__RAW DATA__:
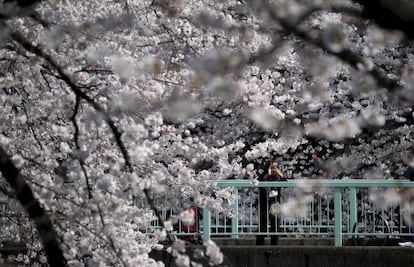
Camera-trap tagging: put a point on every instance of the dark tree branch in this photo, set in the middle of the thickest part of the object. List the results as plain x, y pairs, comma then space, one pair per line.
385, 17
345, 55
77, 91
48, 235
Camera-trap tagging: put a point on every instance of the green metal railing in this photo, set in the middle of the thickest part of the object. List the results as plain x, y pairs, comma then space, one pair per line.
350, 197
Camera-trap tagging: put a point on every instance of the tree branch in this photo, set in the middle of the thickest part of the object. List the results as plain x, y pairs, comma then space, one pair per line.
76, 90
48, 235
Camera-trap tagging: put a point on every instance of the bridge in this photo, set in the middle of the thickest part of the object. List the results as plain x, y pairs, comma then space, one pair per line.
354, 210
318, 220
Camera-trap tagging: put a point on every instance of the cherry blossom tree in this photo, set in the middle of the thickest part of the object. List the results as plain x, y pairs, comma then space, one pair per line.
106, 101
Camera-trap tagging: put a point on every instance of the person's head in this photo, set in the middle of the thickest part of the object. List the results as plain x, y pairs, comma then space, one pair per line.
273, 166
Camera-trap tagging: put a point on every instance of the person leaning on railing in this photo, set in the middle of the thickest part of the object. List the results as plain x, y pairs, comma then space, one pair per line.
269, 199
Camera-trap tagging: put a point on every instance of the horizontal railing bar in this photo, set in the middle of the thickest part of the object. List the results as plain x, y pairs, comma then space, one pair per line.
318, 182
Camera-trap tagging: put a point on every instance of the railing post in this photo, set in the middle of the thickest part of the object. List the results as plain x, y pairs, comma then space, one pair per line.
338, 216
206, 225
235, 219
353, 216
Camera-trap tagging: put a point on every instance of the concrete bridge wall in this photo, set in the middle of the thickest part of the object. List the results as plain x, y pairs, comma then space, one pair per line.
310, 256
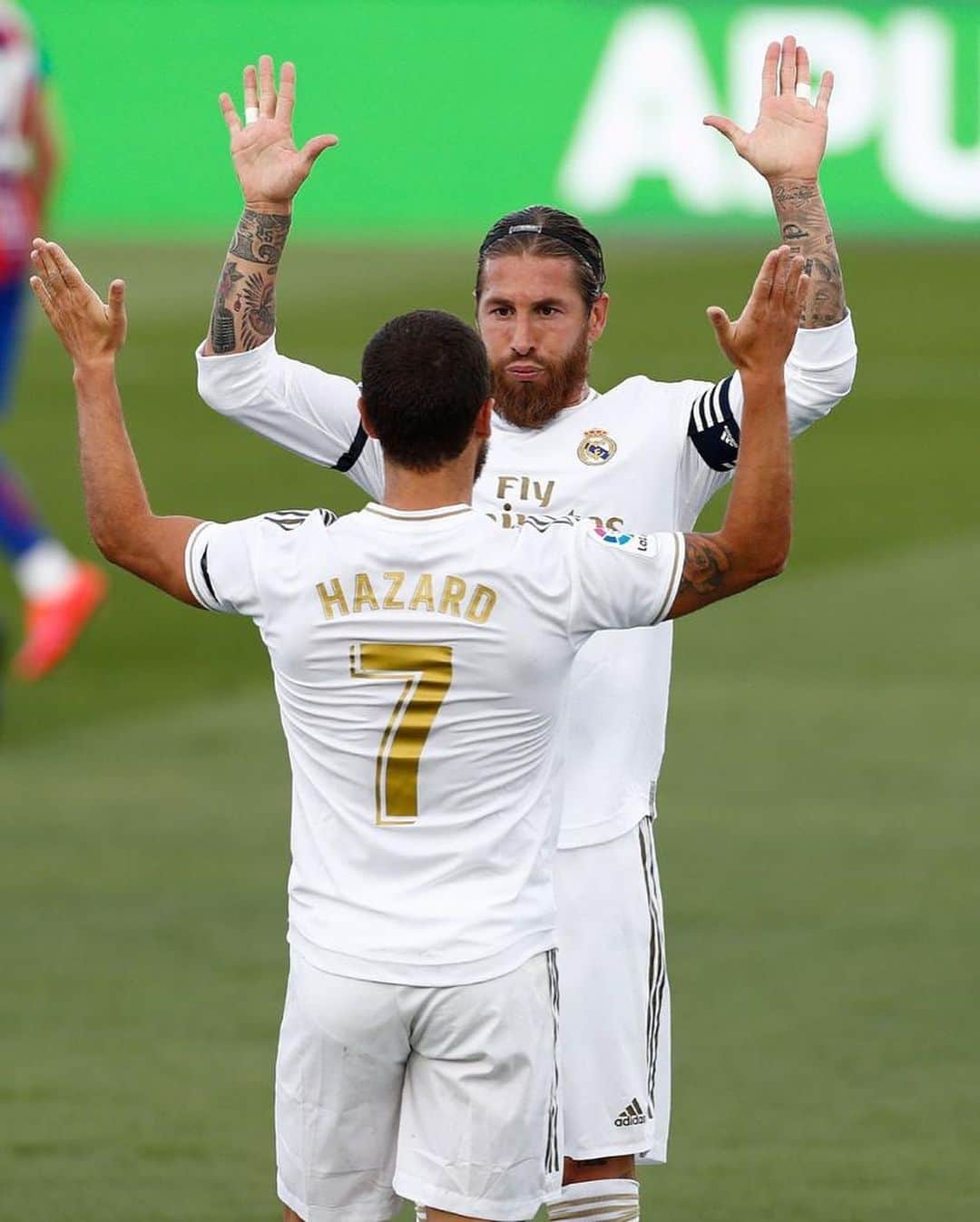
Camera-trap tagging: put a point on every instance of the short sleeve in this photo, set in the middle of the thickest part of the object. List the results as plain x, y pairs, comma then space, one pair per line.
622, 581
220, 566
818, 374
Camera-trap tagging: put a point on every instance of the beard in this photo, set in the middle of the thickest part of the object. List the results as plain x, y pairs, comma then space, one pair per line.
533, 405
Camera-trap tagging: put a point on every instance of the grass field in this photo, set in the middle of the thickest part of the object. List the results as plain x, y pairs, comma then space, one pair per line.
818, 812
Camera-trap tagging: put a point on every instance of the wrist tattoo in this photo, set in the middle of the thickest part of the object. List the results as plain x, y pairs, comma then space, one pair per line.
806, 229
260, 237
245, 305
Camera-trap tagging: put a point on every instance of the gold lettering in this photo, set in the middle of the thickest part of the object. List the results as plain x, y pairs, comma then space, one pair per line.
364, 597
392, 602
454, 589
423, 594
332, 599
544, 497
482, 604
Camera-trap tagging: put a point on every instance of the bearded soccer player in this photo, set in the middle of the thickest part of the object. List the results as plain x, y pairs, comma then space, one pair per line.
60, 592
647, 453
422, 659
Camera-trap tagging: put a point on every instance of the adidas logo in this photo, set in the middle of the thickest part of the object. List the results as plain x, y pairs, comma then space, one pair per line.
631, 1115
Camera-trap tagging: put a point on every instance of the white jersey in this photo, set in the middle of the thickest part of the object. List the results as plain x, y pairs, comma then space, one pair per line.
422, 665
645, 455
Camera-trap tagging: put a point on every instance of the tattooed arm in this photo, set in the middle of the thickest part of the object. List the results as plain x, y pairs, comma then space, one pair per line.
804, 226
245, 306
786, 147
753, 542
270, 171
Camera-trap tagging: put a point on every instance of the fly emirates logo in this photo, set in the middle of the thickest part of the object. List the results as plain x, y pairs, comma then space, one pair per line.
522, 496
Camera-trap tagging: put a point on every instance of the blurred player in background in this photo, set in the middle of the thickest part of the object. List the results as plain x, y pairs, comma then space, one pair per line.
420, 659
645, 453
60, 592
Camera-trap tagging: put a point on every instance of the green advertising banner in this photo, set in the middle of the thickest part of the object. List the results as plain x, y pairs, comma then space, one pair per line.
454, 112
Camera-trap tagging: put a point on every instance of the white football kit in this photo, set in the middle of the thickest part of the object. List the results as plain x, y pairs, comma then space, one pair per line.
422, 664
648, 455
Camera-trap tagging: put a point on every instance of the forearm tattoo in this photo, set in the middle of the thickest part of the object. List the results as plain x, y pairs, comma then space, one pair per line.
804, 226
245, 305
705, 566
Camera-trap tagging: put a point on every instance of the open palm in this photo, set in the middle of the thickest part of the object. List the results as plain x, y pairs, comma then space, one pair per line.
269, 166
790, 133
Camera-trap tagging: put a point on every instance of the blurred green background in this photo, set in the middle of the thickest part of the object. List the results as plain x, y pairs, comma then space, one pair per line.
818, 809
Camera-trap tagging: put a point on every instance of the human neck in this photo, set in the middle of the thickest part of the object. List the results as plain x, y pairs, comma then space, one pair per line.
451, 484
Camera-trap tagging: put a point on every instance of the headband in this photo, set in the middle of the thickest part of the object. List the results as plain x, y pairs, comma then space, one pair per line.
579, 249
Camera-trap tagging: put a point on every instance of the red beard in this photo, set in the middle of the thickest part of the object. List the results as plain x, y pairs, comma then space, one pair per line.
532, 405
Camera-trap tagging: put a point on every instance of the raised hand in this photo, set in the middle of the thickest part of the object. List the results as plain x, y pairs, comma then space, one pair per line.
92, 330
790, 133
269, 166
761, 337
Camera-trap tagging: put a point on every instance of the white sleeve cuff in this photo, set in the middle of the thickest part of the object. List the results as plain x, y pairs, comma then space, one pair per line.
822, 347
240, 359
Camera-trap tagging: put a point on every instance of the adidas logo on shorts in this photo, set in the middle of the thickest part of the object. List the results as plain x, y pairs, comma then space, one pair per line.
631, 1115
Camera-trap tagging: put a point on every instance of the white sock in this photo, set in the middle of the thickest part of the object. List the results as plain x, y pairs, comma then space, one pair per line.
45, 571
598, 1200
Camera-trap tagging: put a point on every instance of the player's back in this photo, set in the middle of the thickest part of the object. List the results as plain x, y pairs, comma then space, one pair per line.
419, 664
18, 73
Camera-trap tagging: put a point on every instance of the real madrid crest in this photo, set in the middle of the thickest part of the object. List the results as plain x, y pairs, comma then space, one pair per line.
596, 447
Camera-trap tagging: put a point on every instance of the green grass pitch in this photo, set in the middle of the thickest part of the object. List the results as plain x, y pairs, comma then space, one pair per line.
818, 804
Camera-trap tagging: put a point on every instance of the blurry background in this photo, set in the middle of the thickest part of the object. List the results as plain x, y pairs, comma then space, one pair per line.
818, 807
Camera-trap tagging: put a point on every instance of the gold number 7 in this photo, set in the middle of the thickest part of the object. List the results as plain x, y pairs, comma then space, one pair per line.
426, 673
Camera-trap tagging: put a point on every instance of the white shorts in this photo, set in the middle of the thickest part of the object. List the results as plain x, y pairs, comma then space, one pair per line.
446, 1096
615, 1045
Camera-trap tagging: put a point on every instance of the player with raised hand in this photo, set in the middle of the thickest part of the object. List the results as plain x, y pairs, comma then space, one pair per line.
422, 659
643, 451
270, 170
786, 147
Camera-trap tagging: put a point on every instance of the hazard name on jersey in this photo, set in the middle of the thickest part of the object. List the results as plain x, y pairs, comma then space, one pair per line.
395, 591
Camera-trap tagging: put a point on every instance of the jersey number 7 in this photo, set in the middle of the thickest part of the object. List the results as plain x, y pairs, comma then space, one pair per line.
426, 673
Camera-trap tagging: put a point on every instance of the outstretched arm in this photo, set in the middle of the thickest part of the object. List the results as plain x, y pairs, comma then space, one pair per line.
122, 524
786, 147
270, 171
753, 542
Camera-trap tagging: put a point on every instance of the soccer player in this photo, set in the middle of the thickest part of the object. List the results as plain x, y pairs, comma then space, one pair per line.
644, 451
420, 659
60, 592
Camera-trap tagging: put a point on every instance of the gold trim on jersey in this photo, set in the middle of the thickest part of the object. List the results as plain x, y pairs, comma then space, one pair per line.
422, 516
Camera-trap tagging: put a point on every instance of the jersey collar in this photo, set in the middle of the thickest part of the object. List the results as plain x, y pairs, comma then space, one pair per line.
441, 511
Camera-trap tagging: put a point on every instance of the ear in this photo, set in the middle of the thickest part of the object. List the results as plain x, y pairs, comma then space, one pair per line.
366, 425
482, 425
598, 317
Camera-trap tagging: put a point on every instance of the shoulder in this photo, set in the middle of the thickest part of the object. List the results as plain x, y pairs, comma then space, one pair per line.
289, 520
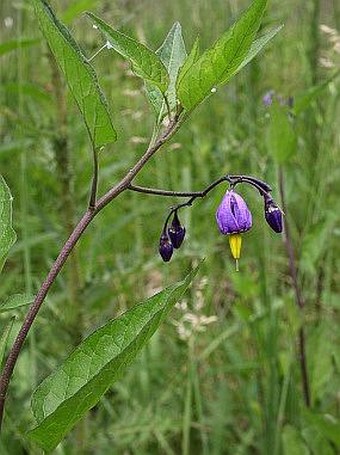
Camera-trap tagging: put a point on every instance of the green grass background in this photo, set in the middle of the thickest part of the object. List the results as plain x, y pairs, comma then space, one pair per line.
232, 386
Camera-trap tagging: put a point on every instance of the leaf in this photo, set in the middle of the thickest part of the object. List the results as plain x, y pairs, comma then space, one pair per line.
219, 63
7, 233
5, 333
75, 8
172, 54
13, 45
146, 64
16, 301
190, 60
281, 134
80, 76
78, 384
257, 46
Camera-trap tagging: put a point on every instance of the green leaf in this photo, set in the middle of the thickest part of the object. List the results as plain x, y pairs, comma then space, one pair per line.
13, 45
219, 63
172, 54
16, 301
257, 46
5, 333
190, 60
146, 64
7, 233
80, 76
78, 384
281, 134
75, 8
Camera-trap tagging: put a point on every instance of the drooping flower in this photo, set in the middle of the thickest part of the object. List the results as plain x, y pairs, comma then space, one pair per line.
165, 247
176, 232
233, 218
273, 214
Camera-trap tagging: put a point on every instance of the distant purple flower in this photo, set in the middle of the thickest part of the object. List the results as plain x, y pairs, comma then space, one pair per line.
233, 215
273, 214
268, 98
165, 247
176, 232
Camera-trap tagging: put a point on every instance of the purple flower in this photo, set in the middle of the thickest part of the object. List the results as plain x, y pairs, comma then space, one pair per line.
176, 232
273, 214
233, 215
268, 98
165, 247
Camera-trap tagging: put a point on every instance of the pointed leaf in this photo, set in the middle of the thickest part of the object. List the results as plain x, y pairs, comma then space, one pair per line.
80, 76
7, 233
219, 63
12, 45
68, 393
146, 64
172, 54
190, 60
16, 301
257, 47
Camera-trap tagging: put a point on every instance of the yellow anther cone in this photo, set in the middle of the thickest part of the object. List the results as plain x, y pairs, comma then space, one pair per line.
235, 243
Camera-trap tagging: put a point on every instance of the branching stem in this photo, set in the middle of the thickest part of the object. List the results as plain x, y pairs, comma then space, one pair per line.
67, 248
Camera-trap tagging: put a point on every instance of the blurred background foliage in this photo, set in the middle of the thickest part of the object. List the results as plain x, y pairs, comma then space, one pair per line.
222, 375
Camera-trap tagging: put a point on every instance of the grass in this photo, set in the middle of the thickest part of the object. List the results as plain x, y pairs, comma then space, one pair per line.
235, 386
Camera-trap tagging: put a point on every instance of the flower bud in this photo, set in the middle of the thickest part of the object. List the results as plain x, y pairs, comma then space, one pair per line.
273, 214
165, 247
176, 232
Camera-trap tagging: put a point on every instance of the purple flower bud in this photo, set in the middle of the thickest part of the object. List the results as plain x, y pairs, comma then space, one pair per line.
273, 214
165, 247
176, 232
233, 215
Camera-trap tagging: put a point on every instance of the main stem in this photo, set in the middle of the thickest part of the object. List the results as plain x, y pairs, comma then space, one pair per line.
64, 254
298, 296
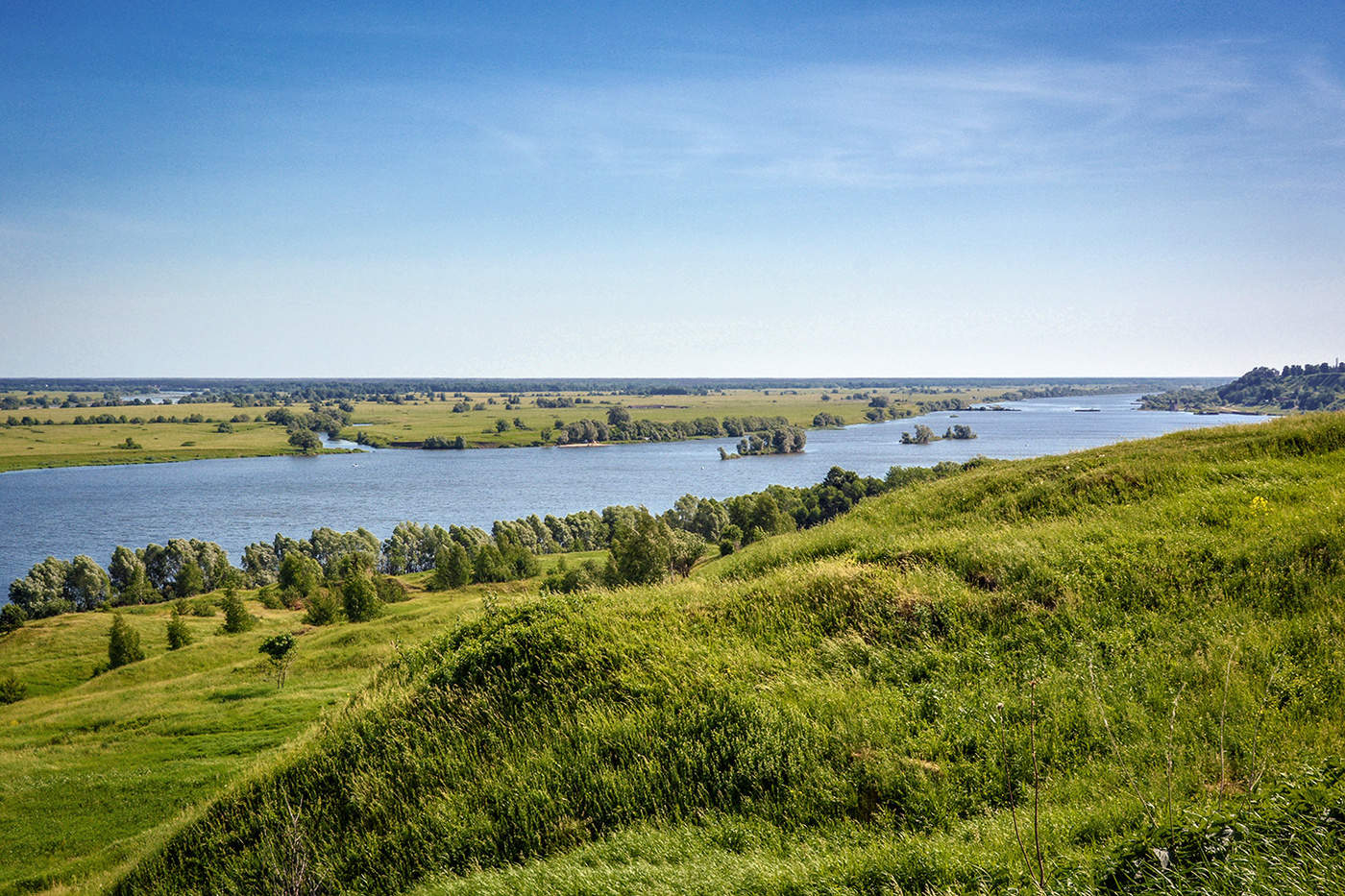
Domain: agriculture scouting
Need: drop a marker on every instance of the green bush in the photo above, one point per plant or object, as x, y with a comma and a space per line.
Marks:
359, 597
237, 619
322, 608
178, 633
123, 643
11, 689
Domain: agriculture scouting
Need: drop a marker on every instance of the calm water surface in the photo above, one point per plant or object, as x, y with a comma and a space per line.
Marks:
89, 510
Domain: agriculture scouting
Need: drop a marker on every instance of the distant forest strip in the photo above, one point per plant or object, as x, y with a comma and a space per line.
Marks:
1261, 389
358, 388
643, 549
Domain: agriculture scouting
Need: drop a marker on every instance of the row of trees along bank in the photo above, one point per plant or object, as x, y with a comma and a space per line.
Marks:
305, 572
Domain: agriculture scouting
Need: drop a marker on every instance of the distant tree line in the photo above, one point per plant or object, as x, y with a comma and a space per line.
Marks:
1291, 388
333, 574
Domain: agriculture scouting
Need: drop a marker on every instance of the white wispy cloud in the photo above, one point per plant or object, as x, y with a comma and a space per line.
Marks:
1214, 109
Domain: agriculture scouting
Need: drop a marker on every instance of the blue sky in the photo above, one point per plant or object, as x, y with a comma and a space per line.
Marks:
645, 190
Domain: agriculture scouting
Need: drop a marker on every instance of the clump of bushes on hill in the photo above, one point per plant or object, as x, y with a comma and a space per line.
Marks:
11, 689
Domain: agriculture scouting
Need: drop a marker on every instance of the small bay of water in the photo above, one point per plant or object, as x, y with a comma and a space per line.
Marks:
89, 510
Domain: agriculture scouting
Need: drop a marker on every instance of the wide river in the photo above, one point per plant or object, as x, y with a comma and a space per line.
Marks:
89, 510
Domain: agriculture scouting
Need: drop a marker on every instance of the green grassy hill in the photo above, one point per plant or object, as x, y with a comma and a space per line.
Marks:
1126, 661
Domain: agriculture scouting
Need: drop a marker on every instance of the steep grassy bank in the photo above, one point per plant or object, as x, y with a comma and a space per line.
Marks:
94, 770
1113, 643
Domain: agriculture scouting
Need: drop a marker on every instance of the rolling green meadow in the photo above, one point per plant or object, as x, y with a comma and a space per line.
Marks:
1118, 670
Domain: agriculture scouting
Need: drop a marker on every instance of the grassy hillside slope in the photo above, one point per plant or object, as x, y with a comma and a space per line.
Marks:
1031, 674
96, 770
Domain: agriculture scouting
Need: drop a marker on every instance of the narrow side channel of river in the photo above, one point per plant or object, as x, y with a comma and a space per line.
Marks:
89, 510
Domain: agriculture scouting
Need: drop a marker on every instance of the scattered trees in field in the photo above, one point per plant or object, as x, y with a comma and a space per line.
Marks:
452, 567
11, 689
123, 643
237, 619
179, 635
11, 618
280, 651
923, 436
359, 597
306, 442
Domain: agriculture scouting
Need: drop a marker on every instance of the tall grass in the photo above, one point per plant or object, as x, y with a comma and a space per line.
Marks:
868, 704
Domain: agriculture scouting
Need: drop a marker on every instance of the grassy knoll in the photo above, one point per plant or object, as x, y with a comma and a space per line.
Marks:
1139, 647
94, 770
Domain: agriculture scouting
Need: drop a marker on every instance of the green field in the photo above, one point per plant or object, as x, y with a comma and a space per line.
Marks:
1126, 644
66, 444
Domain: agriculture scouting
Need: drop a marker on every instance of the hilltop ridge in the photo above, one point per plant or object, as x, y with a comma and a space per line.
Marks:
1133, 637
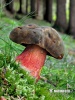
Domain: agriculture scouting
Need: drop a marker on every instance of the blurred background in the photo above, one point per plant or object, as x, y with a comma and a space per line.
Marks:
15, 84
59, 13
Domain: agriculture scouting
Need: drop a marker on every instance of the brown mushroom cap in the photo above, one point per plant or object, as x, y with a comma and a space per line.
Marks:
45, 37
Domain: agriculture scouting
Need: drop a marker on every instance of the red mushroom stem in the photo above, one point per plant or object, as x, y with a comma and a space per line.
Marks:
32, 59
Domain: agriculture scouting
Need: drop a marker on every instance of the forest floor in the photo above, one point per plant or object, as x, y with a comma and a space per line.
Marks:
16, 84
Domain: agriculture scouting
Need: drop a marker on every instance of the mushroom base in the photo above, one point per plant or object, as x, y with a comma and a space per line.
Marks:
32, 59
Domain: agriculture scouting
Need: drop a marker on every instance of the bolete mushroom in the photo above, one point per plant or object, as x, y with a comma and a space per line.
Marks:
39, 41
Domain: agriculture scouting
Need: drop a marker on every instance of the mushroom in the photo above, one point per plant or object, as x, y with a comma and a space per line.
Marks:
39, 41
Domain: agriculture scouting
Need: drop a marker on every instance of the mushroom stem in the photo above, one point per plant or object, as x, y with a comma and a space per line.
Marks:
32, 59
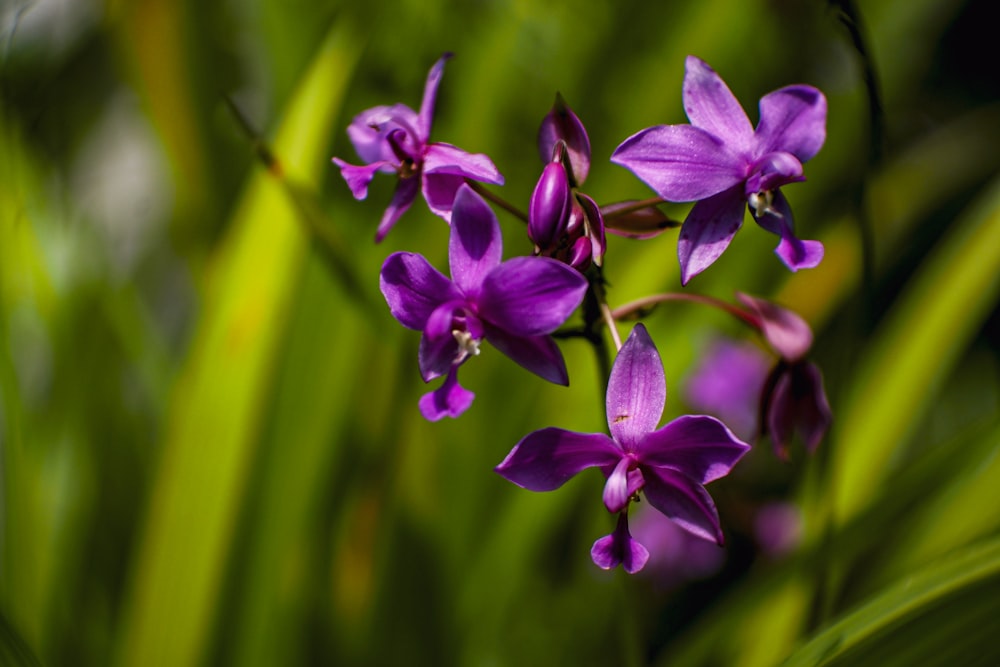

__SHORT EXERCISE__: Locate every row above that contains the string "bridge", treating uppercase and lowercase as different, and copy each of those rows in full.

__WORKED ANSWER__:
Camera-trap tagging: put a point on every instance of the bridge in this photo, set in the middle of the thickest part of the object. List the results as plain x, y pairs, comma then space, one pair per line.
Camera-trap tagging: put a point on every instance of the concrete bridge wall in this photo, set in the middle of the thickest part of the object. List the results as plain x, y pairs, comma then space, one pair per line.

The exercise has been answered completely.